::: Information supplied
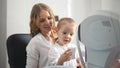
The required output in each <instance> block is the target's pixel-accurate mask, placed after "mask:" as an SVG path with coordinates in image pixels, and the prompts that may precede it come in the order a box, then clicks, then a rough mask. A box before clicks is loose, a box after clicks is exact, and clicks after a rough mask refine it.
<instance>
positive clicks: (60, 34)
mask: <svg viewBox="0 0 120 68" xmlns="http://www.w3.org/2000/svg"><path fill="white" fill-rule="evenodd" d="M75 32H76V25H75V24H74V23H66V24H64V25H62V27H61V28H60V29H59V30H58V44H60V45H62V46H63V45H66V44H68V43H70V42H71V40H72V39H73V36H74V34H75Z"/></svg>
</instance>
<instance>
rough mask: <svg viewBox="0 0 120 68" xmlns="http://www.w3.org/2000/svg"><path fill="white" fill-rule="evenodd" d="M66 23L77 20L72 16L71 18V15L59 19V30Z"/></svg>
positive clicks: (71, 21) (72, 21)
::::::
_Your task_
When the string "rough" appears in a line of the records above, that line is to be copied.

_Your solution_
The required output in each <instance> block is the target's pixel-accurate mask, placed after "mask:" as an SVG path with coordinates in image pixels, and the prompts that may precede it come in the order a box, then clicks, then a rough mask. A box before clicks is loose, a box after clicks is exact, and clicks after a rough mask refine it.
rough mask: <svg viewBox="0 0 120 68" xmlns="http://www.w3.org/2000/svg"><path fill="white" fill-rule="evenodd" d="M66 23L77 20L72 16L71 18V15L59 19V30Z"/></svg>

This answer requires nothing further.